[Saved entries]
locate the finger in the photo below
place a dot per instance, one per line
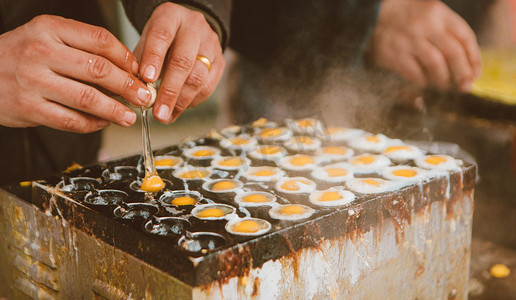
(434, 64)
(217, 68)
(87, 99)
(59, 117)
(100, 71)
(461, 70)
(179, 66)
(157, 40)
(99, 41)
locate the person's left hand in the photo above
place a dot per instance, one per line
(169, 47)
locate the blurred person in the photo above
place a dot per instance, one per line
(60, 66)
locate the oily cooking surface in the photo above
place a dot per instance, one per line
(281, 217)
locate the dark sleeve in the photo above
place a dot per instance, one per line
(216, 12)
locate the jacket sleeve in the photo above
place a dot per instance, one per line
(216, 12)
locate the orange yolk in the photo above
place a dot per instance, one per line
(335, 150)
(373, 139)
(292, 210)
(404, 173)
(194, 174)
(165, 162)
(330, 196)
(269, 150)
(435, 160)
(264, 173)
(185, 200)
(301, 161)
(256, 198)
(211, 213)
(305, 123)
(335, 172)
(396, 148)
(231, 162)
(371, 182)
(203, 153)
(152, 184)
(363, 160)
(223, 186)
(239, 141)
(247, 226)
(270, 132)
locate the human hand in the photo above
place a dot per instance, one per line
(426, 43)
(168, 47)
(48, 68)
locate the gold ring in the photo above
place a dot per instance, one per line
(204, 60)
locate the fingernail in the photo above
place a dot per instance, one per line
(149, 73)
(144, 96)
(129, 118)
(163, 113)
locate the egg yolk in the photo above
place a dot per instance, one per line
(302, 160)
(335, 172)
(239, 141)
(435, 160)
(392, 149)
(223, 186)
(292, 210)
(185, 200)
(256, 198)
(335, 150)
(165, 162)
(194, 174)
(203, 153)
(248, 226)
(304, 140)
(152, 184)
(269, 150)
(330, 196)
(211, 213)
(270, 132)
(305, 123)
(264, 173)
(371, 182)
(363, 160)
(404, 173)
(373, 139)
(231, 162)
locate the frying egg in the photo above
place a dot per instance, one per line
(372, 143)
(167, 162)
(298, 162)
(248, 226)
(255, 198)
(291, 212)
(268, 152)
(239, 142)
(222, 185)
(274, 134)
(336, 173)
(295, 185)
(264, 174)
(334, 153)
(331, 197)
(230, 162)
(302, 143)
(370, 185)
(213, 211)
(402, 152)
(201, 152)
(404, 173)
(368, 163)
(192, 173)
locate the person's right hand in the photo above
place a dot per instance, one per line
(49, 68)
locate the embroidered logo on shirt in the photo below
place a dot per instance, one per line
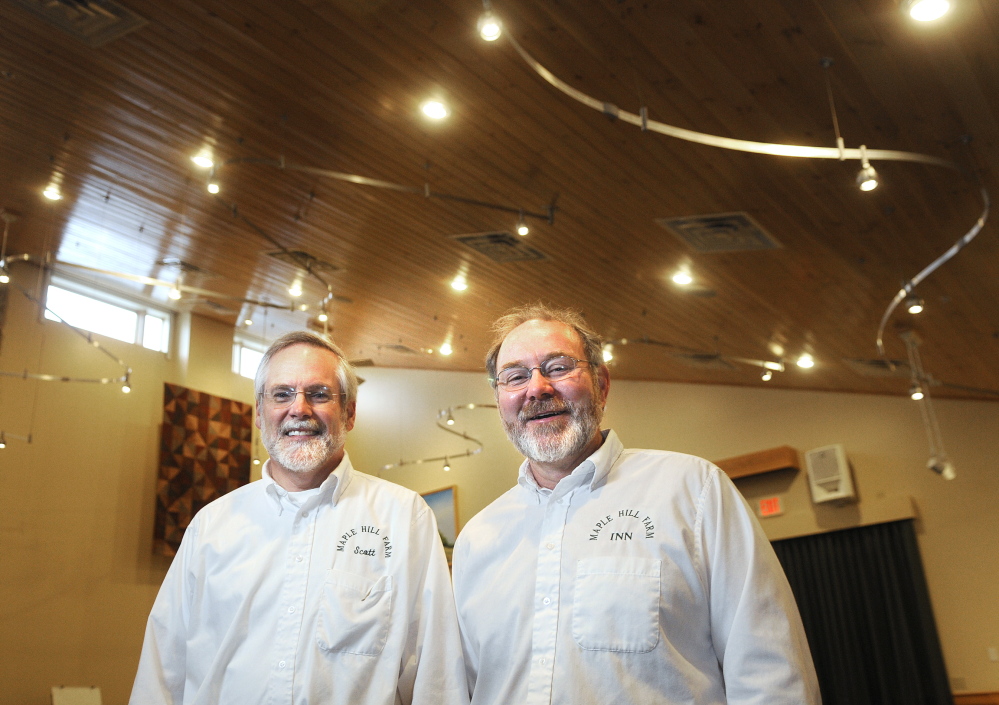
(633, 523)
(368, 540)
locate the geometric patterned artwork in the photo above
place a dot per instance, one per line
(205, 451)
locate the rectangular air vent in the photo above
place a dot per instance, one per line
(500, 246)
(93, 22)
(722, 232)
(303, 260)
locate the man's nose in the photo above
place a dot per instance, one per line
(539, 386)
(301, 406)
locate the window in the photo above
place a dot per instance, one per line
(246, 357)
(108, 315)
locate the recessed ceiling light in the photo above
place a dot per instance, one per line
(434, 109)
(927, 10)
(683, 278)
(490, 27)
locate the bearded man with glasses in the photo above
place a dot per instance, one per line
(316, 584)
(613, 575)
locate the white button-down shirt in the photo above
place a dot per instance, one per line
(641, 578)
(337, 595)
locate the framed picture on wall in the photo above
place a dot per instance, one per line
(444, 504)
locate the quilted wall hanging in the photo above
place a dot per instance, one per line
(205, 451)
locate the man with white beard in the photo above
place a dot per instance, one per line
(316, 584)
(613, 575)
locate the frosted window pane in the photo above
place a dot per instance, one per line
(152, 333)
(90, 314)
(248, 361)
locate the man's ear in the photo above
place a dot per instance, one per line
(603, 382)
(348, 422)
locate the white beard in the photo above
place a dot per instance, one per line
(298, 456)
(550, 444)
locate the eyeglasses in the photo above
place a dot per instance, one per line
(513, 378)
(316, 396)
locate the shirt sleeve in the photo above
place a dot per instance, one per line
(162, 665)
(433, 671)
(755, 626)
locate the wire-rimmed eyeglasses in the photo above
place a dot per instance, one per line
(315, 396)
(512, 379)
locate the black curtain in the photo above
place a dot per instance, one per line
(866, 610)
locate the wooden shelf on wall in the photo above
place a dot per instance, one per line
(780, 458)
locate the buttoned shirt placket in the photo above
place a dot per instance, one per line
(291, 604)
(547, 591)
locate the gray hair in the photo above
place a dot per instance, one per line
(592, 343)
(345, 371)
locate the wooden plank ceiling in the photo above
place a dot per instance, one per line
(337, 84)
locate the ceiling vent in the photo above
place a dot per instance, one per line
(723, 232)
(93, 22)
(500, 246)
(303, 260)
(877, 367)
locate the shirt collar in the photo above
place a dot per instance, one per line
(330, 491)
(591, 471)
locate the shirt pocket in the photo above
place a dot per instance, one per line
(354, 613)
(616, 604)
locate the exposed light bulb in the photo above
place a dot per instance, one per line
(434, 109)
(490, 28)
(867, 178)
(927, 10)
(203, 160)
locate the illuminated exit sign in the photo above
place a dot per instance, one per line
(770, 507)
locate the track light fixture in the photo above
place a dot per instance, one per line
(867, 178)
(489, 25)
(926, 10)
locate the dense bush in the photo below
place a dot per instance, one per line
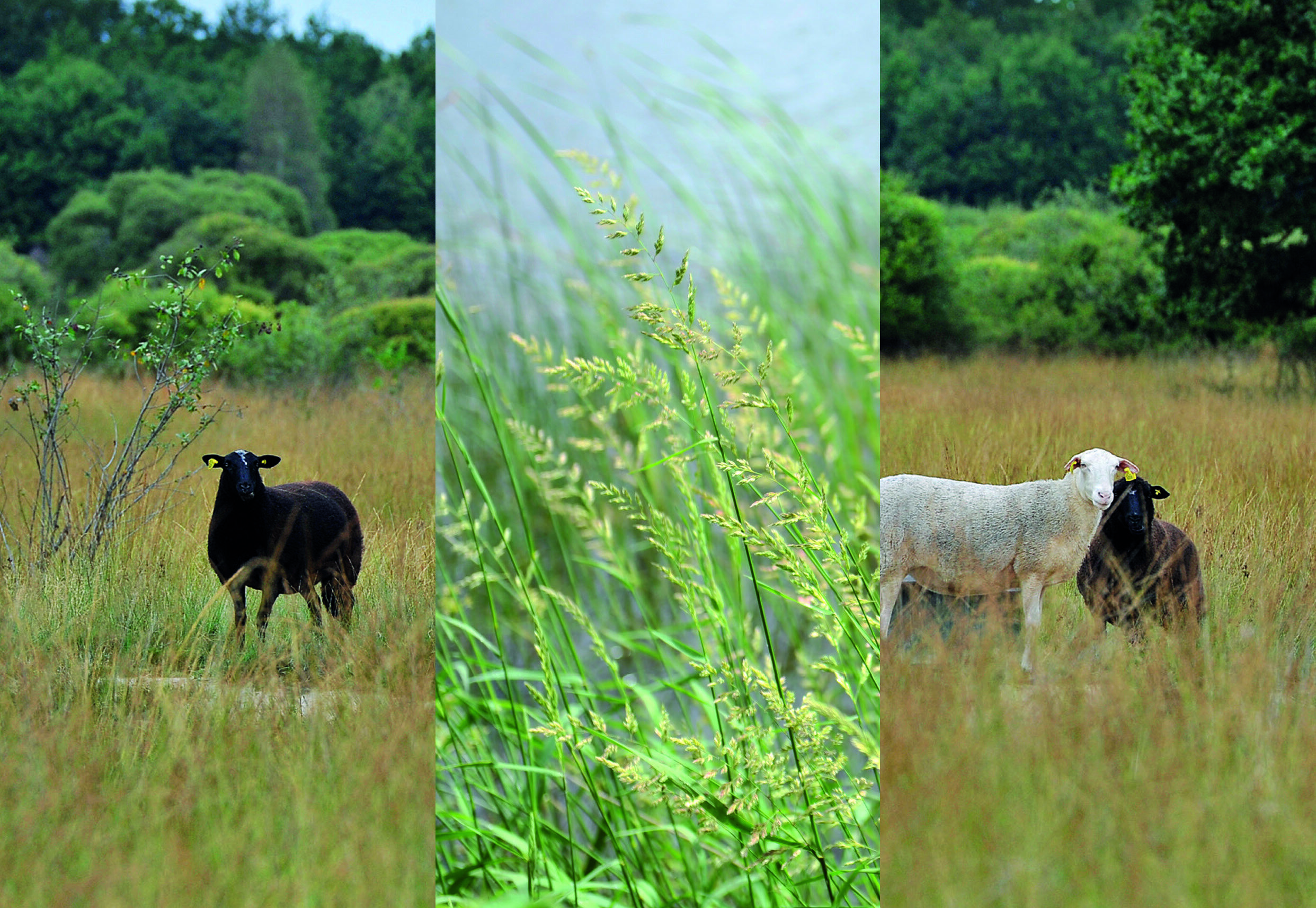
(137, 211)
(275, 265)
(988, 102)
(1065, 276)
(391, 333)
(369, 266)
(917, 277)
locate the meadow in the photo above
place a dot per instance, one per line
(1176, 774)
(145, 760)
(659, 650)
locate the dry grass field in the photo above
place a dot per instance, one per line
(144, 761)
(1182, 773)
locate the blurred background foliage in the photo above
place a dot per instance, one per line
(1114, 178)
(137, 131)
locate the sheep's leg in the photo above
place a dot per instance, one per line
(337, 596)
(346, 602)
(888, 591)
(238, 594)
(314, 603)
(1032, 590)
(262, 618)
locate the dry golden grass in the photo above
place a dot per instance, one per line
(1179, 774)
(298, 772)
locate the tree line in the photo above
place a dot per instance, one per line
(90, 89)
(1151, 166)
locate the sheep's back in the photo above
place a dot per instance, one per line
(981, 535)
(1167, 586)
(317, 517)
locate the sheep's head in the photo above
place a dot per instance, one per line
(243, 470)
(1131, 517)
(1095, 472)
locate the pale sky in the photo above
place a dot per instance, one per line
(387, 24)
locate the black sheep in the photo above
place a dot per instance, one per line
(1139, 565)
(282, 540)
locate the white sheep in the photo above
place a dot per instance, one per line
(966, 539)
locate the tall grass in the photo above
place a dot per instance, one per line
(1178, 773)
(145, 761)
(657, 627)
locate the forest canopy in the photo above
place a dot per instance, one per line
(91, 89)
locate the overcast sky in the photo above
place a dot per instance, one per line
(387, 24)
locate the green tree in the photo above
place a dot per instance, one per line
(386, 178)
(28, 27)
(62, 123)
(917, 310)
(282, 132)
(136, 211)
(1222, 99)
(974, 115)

Work item:
Given the records above, return exactly the lines starting at the line containing "locate the tall grass in the photo above" and ending at the line containing "locate the overcast sky in the photo above", including both.

Answer box:
locate the tall grass in the photo above
place a dot per instance, one per line
(1178, 773)
(145, 761)
(657, 627)
locate the forest canopy in the photo above
place a dot per instance, one per line
(91, 89)
locate the overcast sky in the photo above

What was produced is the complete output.